Text shown —
· · · · ·

Undoubtedly, the arts can break down barriers between people, through interaction and engagement which deconstructs false perceptions and angst.  The arts can bring people together who, due to their diverse backgrounds and experiences, might not have encountered one another otherwise.  Embedding arts in educational activities can foster critical thinking and reflection, even self-reflection. 

All of the above are condiciones sine quibus non for migrant inclusion.  The latter does not mean tolerance, it mustn’t be laissez-faire.  Inclusion requires forms of confrontation that lead to a better understanding of both opportunities and challenges of inclusion and a discourse about how we can make it work.

At a personal level, inclusion demands a sense of belonging which first requires and then produces positive experiences.  Inclusion calls for the active involvement of every one in order to work.  This, perhaps, is its greatest distinctive feature when compared to integration processes.

Migrant inclusion is a key feature of Maltese policy making of recent years, be it Malta’s strategy Integration = Belonging, educational efforts made by the Migrant Learners’ Unit in Maltese state schools or the work of the Arts Council, which in recent months has been engaging in active consultation processes in this regard.

· · · · ·

Dataset excerpt —

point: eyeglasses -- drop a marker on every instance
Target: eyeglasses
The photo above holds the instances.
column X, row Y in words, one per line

· · · · ·

Work required —
Copy out the passage above on the arts and migrant inclusion in full, word for word.

The result —
Undoubtedly, the arts can break down barriers between people, through interaction and engagement which deconstructs false perceptions and angst.  The arts can bring people together who, due to their diverse backgrounds and experiences, might not have encountered one another otherwise.  Embedding arts in educational activities can foster critical thinking and reflection, even self-reflection. 

All of the above are condiciones sine quibus non for migrant inclusion.  The latter does not mean tolerance, it mustn’t be laissez-faire.  Inclusion requires forms of confrontation that lead to a better understanding of both opportunities and challenges of inclusion and a discourse about how we can make it work.

At a personal level, inclusion demands a sense of belonging which first requires and then produces positive experiences.  Inclusion calls for the active involvement of every one in order to work.  This, perhaps, is its greatest distinctive feature when compared to integration processes.

Migrant inclusion is a key feature of Maltese policy making of recent years, be it Malta’s strategy Integration = Belonging, educational efforts made by the Migrant Learners’ Unit in Maltese state schools or the work of the Arts Council, which in recent months has been engaging in active consultation processes in this regard.